What the task requires
Copy out the items below word for word, everything from the start of the items down to the line that contains "[[118,93],[118,85],[117,83],[115,85],[115,94],[117,94]]", including both ends.
━━ Available data
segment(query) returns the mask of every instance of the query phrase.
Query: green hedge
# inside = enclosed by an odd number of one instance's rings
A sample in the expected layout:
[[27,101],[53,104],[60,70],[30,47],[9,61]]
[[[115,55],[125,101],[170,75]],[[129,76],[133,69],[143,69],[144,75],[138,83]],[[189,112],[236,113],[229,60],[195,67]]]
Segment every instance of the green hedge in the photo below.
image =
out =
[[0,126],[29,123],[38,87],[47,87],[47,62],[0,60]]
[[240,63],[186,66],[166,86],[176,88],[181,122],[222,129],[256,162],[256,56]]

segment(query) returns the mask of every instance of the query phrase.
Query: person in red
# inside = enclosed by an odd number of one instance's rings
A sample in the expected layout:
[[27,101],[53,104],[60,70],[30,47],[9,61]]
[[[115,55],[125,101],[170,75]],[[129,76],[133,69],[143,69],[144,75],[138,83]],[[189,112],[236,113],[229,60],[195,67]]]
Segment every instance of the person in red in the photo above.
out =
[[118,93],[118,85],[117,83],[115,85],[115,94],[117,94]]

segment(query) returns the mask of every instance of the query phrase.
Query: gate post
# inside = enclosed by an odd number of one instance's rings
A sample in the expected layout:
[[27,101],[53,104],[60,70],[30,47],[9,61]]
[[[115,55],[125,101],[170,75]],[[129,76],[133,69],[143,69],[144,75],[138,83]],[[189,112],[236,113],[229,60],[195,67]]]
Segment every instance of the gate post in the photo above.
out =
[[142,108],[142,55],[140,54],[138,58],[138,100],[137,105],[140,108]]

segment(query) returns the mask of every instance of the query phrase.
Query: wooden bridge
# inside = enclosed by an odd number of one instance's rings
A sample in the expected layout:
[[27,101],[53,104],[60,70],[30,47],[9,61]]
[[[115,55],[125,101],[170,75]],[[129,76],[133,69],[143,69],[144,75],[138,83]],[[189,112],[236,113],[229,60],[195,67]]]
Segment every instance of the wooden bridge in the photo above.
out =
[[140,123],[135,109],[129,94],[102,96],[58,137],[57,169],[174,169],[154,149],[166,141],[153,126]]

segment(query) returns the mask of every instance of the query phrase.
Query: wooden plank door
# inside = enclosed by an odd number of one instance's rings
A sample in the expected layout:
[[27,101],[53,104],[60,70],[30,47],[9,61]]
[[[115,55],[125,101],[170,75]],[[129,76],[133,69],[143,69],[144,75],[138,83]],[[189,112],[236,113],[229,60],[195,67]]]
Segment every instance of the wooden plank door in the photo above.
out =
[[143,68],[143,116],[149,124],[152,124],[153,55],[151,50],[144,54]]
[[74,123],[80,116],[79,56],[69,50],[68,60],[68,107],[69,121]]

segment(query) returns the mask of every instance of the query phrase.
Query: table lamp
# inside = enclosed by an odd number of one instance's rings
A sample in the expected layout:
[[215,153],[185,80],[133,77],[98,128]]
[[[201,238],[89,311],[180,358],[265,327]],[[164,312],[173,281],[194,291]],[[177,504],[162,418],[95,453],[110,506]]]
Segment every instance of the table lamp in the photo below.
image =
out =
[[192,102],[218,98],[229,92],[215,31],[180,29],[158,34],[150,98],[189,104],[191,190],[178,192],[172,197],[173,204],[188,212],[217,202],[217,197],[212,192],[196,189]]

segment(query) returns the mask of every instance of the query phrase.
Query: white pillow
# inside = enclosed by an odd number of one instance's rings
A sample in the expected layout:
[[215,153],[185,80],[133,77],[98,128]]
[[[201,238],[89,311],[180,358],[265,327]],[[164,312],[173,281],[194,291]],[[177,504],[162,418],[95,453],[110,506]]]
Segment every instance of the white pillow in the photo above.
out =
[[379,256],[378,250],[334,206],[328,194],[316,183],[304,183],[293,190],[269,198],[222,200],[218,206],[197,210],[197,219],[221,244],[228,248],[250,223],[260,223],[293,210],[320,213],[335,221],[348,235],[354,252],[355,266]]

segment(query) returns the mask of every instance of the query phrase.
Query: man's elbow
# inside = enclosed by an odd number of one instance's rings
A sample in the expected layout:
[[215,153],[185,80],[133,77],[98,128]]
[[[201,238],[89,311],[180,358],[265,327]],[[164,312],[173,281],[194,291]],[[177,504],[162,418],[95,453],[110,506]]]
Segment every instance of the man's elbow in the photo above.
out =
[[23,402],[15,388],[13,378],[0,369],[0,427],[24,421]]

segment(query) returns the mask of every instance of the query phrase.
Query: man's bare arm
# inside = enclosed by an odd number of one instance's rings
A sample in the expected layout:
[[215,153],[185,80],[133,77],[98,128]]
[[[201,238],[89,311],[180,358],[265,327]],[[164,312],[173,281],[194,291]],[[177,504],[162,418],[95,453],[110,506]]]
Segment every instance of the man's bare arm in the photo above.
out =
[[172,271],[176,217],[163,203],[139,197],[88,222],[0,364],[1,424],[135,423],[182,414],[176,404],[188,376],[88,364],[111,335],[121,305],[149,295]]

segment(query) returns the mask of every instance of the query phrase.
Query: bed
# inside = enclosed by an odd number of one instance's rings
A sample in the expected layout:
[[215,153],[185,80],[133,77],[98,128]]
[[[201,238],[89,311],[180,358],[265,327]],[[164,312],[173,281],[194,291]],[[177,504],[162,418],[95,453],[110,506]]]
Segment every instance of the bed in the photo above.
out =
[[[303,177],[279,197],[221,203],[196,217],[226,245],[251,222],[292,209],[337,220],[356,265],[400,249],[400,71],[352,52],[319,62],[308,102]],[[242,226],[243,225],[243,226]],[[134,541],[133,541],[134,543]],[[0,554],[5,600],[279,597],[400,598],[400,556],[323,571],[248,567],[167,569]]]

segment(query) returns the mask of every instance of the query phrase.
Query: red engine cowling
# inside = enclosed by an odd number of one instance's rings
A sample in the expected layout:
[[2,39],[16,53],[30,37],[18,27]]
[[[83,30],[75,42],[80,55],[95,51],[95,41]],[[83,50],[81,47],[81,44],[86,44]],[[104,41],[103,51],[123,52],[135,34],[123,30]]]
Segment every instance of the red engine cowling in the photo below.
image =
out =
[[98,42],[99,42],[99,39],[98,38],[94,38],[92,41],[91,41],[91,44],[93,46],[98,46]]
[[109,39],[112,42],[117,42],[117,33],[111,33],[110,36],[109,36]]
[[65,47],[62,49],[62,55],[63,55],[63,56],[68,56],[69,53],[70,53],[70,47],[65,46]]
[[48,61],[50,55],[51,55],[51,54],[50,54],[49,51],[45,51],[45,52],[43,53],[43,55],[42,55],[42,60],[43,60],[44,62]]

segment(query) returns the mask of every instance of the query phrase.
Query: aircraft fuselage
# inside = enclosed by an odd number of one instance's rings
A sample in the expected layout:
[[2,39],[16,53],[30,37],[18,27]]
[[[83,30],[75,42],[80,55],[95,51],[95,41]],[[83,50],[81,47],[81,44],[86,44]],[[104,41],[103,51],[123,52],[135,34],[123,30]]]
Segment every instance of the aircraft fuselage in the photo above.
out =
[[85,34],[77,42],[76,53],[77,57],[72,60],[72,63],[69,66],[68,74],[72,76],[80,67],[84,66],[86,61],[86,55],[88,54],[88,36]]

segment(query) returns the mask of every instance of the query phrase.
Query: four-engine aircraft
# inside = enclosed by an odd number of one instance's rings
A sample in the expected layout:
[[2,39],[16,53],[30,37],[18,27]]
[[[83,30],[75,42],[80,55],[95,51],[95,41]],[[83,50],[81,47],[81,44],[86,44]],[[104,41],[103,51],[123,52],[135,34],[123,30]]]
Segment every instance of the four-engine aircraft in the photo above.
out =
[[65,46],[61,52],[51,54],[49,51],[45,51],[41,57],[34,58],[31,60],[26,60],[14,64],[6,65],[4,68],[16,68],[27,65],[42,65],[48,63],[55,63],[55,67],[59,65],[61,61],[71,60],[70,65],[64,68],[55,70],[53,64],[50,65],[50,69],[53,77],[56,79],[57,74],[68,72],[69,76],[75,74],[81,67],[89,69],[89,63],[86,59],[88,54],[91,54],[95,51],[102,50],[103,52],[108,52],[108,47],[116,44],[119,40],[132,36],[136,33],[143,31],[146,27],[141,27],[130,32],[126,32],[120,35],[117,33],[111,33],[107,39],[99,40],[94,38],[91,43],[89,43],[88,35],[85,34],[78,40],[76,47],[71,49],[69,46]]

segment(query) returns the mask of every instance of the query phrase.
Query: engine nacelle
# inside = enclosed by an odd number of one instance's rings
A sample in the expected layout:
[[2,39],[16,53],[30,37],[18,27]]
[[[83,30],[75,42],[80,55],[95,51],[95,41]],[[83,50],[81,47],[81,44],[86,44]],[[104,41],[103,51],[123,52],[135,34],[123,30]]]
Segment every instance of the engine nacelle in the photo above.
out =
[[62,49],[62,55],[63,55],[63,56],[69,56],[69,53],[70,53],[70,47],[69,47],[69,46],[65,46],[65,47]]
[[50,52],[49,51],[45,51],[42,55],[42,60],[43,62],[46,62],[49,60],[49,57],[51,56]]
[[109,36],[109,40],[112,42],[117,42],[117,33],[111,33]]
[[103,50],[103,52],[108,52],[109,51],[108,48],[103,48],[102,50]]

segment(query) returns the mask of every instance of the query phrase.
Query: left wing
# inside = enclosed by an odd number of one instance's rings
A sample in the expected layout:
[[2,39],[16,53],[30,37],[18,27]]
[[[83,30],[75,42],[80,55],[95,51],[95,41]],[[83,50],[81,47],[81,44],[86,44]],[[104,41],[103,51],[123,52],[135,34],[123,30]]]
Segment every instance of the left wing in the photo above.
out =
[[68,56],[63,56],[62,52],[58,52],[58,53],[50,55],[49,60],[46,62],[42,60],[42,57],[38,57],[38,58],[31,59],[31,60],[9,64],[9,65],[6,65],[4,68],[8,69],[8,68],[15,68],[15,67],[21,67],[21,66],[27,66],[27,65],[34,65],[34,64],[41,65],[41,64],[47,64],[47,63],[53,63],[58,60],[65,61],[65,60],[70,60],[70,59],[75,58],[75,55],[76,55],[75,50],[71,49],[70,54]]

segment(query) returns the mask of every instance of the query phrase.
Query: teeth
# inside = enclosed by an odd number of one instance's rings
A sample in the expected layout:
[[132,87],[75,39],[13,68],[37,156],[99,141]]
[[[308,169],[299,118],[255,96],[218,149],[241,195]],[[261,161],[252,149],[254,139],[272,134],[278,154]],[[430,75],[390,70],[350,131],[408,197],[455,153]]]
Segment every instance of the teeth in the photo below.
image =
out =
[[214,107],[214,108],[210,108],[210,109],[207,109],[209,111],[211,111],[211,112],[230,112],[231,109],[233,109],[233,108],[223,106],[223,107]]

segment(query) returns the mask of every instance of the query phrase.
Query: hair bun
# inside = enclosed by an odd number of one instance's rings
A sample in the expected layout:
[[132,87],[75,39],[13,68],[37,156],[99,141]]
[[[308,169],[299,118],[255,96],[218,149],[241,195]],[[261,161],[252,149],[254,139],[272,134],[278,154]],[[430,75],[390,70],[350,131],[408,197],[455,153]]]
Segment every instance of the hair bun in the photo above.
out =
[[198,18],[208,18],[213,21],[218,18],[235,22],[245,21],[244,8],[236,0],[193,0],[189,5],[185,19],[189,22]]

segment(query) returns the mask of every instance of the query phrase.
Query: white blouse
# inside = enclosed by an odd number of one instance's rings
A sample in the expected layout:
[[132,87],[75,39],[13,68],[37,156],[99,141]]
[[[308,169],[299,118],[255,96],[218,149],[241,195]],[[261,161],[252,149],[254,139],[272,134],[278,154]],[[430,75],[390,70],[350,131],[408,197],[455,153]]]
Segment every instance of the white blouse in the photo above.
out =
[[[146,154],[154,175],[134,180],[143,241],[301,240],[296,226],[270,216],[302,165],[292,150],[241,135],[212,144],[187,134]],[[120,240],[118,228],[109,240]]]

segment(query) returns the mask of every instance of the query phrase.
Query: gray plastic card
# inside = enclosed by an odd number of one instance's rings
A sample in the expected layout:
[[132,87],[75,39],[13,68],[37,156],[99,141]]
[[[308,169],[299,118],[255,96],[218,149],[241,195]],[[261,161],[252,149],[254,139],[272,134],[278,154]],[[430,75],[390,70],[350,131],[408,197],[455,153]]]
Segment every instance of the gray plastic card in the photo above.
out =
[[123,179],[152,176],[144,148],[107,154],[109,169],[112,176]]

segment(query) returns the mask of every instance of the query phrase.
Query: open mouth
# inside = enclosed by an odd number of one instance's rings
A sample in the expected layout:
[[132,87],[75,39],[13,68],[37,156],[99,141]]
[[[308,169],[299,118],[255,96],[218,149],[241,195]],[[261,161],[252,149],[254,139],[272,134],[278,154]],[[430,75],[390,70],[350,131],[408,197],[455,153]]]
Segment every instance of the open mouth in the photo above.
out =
━━━━
Response to this exercise
segment(query) returns the mask of every instance of the query phrase.
Query: green hedge
# inside = enclosed by an odd number of one instance's rings
A sample in the expected layout:
[[27,101],[53,104],[60,70],[30,47],[9,61]]
[[[115,55],[125,101],[170,75]],[[129,76],[133,69],[143,69],[144,75],[138,83]],[[189,112],[236,113],[229,60],[195,67]]]
Segment every instance of the green hedge in the photo below.
image =
out =
[[0,126],[29,123],[38,87],[47,87],[47,62],[0,60]]
[[240,63],[186,66],[166,86],[176,88],[181,122],[222,129],[256,162],[256,56]]

segment(query) returns the mask of every instance of the query phrase.
Query: person in red
# inside = enclosed by an odd number of one instance's rings
A sample in the expected layout:
[[27,101],[53,104],[60,70],[30,47],[9,61]]
[[[115,55],[125,101],[170,75]],[[129,76],[133,69],[143,69],[144,75],[138,83]],[[189,112],[236,113],[229,60],[195,67]]]
Segment every instance of the person in red in the photo above.
out =
[[118,93],[118,85],[117,83],[115,85],[115,94],[117,94]]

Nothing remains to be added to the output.